DATASET EXCERPTS:
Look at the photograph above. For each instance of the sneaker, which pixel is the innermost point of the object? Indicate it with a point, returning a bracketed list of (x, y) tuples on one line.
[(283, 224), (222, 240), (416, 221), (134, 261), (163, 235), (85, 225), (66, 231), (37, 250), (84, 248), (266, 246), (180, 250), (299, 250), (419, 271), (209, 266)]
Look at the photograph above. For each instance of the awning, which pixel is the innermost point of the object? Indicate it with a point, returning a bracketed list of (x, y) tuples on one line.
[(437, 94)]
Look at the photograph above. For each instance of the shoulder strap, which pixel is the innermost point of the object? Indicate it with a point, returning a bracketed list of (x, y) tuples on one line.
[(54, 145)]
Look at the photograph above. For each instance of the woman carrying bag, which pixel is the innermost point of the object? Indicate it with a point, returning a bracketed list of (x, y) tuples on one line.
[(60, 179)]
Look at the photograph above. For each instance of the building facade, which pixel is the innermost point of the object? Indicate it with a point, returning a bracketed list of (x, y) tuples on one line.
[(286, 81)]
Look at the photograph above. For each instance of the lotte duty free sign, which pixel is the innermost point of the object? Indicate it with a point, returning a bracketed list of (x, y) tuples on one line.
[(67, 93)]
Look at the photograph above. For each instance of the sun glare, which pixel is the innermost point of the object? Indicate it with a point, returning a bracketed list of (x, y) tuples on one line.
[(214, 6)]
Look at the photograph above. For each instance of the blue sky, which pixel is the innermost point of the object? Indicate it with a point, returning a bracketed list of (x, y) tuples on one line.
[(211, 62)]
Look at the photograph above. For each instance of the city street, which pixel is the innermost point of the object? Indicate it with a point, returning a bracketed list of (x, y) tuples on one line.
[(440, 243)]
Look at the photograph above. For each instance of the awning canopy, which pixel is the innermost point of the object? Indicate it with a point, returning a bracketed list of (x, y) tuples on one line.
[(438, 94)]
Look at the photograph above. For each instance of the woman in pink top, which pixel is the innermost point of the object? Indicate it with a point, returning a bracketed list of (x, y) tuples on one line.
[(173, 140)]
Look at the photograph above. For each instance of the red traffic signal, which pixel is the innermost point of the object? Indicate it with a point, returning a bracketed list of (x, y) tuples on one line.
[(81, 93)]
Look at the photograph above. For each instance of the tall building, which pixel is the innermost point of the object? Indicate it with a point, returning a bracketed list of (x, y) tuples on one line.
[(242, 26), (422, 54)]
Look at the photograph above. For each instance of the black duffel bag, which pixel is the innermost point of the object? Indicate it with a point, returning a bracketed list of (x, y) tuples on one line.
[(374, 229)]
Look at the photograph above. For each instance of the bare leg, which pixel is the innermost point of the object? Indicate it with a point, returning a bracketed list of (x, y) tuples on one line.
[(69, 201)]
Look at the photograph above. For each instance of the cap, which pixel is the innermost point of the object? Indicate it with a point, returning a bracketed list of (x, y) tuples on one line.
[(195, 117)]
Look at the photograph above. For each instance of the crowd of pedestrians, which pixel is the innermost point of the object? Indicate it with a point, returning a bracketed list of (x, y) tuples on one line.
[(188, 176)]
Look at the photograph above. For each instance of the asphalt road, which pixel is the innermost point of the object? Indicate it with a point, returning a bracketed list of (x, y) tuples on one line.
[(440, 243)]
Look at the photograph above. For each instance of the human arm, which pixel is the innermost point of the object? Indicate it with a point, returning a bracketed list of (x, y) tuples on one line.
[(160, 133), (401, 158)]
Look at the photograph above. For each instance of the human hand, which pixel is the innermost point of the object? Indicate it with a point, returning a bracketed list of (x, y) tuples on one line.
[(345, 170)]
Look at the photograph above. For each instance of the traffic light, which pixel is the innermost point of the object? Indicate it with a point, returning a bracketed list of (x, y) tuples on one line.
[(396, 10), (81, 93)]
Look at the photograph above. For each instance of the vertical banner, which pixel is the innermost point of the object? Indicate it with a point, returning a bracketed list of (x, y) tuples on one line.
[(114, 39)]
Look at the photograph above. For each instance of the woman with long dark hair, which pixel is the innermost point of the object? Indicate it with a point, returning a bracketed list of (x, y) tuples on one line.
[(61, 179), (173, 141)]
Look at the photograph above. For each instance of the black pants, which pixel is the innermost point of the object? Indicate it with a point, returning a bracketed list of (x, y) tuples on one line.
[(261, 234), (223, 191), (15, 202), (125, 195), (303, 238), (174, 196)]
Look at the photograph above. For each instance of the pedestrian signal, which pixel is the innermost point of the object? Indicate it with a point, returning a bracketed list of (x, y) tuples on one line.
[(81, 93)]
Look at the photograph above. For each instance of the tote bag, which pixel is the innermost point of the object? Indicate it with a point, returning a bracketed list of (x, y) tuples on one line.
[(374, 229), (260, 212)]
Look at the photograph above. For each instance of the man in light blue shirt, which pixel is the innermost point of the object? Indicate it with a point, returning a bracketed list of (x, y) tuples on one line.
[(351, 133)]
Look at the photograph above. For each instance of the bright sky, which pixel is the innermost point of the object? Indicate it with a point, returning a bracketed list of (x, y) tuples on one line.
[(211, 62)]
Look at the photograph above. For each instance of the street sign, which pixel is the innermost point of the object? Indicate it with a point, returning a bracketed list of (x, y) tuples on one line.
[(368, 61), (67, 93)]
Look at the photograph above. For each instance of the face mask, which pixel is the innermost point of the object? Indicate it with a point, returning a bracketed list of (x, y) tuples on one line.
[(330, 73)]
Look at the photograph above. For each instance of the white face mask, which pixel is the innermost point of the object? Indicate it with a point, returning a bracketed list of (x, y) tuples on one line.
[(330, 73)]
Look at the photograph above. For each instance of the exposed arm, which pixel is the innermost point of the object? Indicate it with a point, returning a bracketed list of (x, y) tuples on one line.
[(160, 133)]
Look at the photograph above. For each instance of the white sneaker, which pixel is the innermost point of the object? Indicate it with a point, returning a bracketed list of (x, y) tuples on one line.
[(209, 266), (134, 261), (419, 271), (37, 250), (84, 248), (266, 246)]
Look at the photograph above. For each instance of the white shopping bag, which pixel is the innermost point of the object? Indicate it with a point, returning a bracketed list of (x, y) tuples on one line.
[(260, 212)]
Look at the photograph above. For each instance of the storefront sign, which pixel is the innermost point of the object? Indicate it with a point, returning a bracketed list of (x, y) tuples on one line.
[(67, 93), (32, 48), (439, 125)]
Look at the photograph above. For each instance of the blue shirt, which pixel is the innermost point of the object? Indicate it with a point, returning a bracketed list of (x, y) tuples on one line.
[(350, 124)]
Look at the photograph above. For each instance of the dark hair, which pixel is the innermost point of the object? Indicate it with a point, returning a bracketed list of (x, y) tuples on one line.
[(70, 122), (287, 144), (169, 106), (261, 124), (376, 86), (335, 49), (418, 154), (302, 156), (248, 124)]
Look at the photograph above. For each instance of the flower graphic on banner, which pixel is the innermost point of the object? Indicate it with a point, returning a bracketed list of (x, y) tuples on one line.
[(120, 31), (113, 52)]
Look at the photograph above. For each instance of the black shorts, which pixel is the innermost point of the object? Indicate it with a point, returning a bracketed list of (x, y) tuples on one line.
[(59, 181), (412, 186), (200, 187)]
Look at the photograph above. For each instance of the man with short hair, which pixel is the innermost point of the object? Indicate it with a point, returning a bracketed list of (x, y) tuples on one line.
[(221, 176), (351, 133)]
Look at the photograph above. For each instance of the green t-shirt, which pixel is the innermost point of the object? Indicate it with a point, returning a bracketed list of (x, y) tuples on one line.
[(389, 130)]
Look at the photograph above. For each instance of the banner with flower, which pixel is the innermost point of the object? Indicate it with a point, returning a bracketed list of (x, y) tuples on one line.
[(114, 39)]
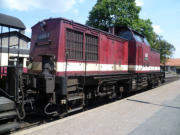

EXERCISE PROMPT:
Can you put all the rows above into a JSON list of strings, one string per line, skipping blank lines and leaving the pictures out?

FULL ANSWER:
[
  "Look at the photograph above. For each instance of the sneaker, which pixel is the innermost point of the object? Indicate it with a point, returning a bracketed list of (x, y) tuples on one line.",
  "[(283, 224), (222, 240), (416, 221), (134, 261), (163, 235), (85, 225), (66, 231), (37, 250), (84, 248), (266, 246), (180, 250), (299, 250), (419, 271), (209, 266)]",
  "Look at the photograph above. For each instance of the awning, which pixel is the innermost point of the object? Indicate it with a point, returning a bracketed list of (x, y) tuples on one line.",
  "[(437, 94)]",
  "Look at the photograph above. For each instance of the shoulder strap, which pixel is the innermost point of the object? Indicate it with a point, returning a bracketed list of (x, y) tuples on one line.",
  "[(54, 145)]",
  "Look at the photograph above. For each instance of the woman carrying bag, which pixel is the innermost point of the object? Indicate it with a point, returning a bracketed list of (x, y) tuples on one line.",
  "[(60, 179)]",
  "Look at the photograph above. For each instance of the building facade, which pixel is the innermost point of the object? Indicate it with a point, returning a bracketed list of (x, y) tuples on one line.",
  "[(286, 81)]",
  "Look at the photograph above. For each instance of the lotte duty free sign, which pixel is the innermost point of the object? Indicate it with a point, returning a bracketed list of (x, y) tuples on one line.",
  "[(67, 93)]",
  "Look at the photograph above. For each instance of the sun glare, which pixel is the innermost point of the object? Indicate it with a point, returning a bracketed list of (x, y) tuples on one line.",
  "[(214, 6)]",
  "Look at the photograph above. For each instance of the blue sky, which pixel is the innermost point of the object? Indicate it with a point, returning a bracketed list of (x, y) tuples on one line.",
  "[(211, 62)]",
  "Look at the photograph above. For each instance of the city street, which pixel is the innermost point of the object? Indicate it with a point, returning a bracketed list of (x, y) tuples on one line.",
  "[(440, 243)]",
  "Look at the photograph above. For each instance of the awning canopy, which pixel is the innermost point of the object? Indicate it with a point, returning a bracketed list of (x, y) tuples on one line.",
  "[(438, 94)]",
  "Look at the photograph above. For each instance of the woman in pink top, which pixel is the innermost point of the object? Indicate it with a point, returning a bracketed list of (x, y) tuples on one line.",
  "[(173, 140)]",
  "Look at the photograph above. For each instance of the red traffic signal, which pixel is the innermost point of the object? Indicate it with a point, returning a bracketed list of (x, y) tuples on one line.",
  "[(81, 93)]",
  "Look at the photograph above. For each instance of the tall building, which pixel is the innermost point of the object? Indicate it with a point, returning a bracketed list of (x, y) tuples on one line.",
  "[(242, 26), (422, 54)]",
  "Look at the photograph above. For each instance of the black duffel bag, which pixel is the innermost point of the object? Indicate it with a point, returning a bracketed list of (x, y) tuples on one line.",
  "[(374, 229)]",
  "Look at the photograph above. For each instance of the bare leg, which pixel is the innermost point of the object? Indicate it with a point, returning a bracketed list of (x, y) tuples on one line.",
  "[(69, 201)]",
  "Look at the photograph above. For each instance of the cap, which pixel is the innermost point of the object? Indicate it with a point, returning a bracketed list of (x, y) tuples on one line.",
  "[(195, 117)]",
  "Look at the photograph above. For each instance of the crowd of pedestrians, which pixel is the innermost point of the object? Indicate it with a point, returning a bracketed list of (x, y) tuples on one line.",
  "[(188, 176)]",
  "Look at the photograph above. For each instance of the asphalt road, which pixel is the innermost point of the object? Indicate it with a point, returning a bracketed list of (x, y) tuples on one line.",
  "[(440, 243)]",
  "Look at the photograph above. For each instance of the human arm, which pixel is the innermost point of the object? Indicate it with a point, returning a bracketed list of (x, y) tuples on one line.",
  "[(160, 133), (401, 158)]",
  "Look at the photograph above. For each instance of the human hand, which pixel is the innermost point of the object? Indicate it with a point, returning a bracketed list of (x, y) tuples on one line.",
  "[(345, 170)]",
  "Look at the photograph above. For each instance of the traffic light, which pixel is the innermost point of the object? Indicate it with a point, returning a bracketed list of (x, y) tuples on one line.",
  "[(396, 10), (81, 93)]",
  "Look at the photograph above. For each instance of the vertical banner, which pixel is the innermost point of the object? Indicate it with a point, returning a bracketed list of (x, y) tuples on one line.",
  "[(114, 39)]",
  "Look at the photograph above. For each instance of the woman with long dark hair, which pixel is the innermost point of the object? Indicate it with a point, returning a bracketed list of (x, y) tuples on one line.",
  "[(61, 179), (173, 141)]",
  "Look at the photograph above. For each instance of the black pants, which pixel is the innermost point of the object? Indicate it with a point, returning a bracketed list of (x, y) tuples on one line.",
  "[(261, 234), (223, 191), (15, 202), (125, 195), (303, 238), (174, 196)]",
  "Look at the photograph above. For each instance of the pedestrian signal, which pixel is the innermost point of the object? Indicate it with a point, returning a bracketed list of (x, y) tuples on one line.",
  "[(81, 93)]",
  "Look at the photograph above. For each instance of the tote bag, which pixel is the innermost point of the object? Indicate it with a point, returning a bracketed list of (x, y) tuples on one line.",
  "[(374, 229), (260, 212)]",
  "Look at the photograph above. For each instance of the man in light blue shirt, which pixel is the innermost point of the object? Indicate it with a point, returning a bracketed list of (x, y) tuples on one line.",
  "[(351, 133)]",
  "Look at the photograph above. For each instance of the bright sky, which pixel is the innermost point of the object? Indicate it with a point, returning a bracketed list of (x, y) tuples on one line.",
  "[(211, 62)]",
  "Look at the photograph above. For each instance of the street sign, which pixel is the innermost point of the object? Indicate it with a point, returning a bracketed list of (x, y) tuples on one line.",
  "[(368, 61), (67, 93)]",
  "Look at the photograph above. For each instance of the face mask, which pixel is the innermost point of the object? Indicate it with a point, returning a bracketed list of (x, y) tuples on one line.",
  "[(330, 73)]",
  "Look at the photograph above. For each instance of the white face mask, which pixel is the innermost point of the object? Indicate it with a point, returning a bracketed list of (x, y) tuples on one line.",
  "[(330, 73)]",
  "Look at the photograph above. For each instance of the exposed arm, which pixel is the innermost point of the object? Indicate it with a point, returning a bracketed list of (x, y) tuples on one line.",
  "[(160, 133)]",
  "Look at the photograph above. For each instance of the white sneaker, which pixel is the innermost point of the object? Indicate it with a point, returning a bracketed list of (x, y) tuples on one line.",
  "[(209, 266), (134, 261), (419, 271), (37, 250), (84, 248), (266, 246)]",
  "Look at the photograph above. For each instance of the white shopping bag, which pixel is the innermost point of the object? Indicate it with a point, returning a bracketed list of (x, y) tuples on one line.",
  "[(260, 212)]",
  "Look at the photograph above. For each instance of the storefront sign, which pixel is the innermost point of the object? Indicate it with a point, returning a bracketed list of (x, y) tuples on one line.",
  "[(67, 93), (32, 48), (439, 125)]",
  "Look at the photograph above. For each instance of the blue shirt, which pixel is the innermost point of the object? Indicate it with a point, returning a bracketed list of (x, y) tuples on one line.",
  "[(350, 124)]",
  "Look at the photograph above. For each instance of the dark hair, which pixel is the innermost point of the object? Indicate it with a point, returning a bracketed list of (x, y) tuples on one line.",
  "[(70, 122), (287, 144), (169, 106), (261, 124), (376, 86), (335, 49), (418, 154), (302, 156), (248, 124)]",
  "Look at the photograph above. For each instance of the flower graphic on banner, which pixel is the innermost point of the object? Indicate it with a point, returning a bracketed list of (x, y) tuples on one line.",
  "[(120, 31), (113, 52)]",
  "Look at the photograph above. For each instance of the black shorts, which pixel is the innermost point of the object? Indicate it with a point, returning a bracketed list of (x, y) tuples on one line.",
  "[(59, 181), (412, 186), (200, 187)]",
  "Look at the photograph above. For each instance of the man with short hair, which pixel is the innermost point of the object? Indicate it with a point, returning a bracketed list of (x, y) tuples on one line.",
  "[(221, 176), (351, 133)]",
  "Look at the photograph above. For each instance of the green t-shirt, which pixel is the innermost point of the object? Indicate it with a point, returning a bracketed list of (x, y) tuples on one line.",
  "[(389, 130)]",
  "Look at the photograph above. For each instance of the banner with flower, which pixel is the innermost point of the object? Indicate it with a point, returning a bracketed list of (x, y) tuples on one line.",
  "[(114, 39)]"
]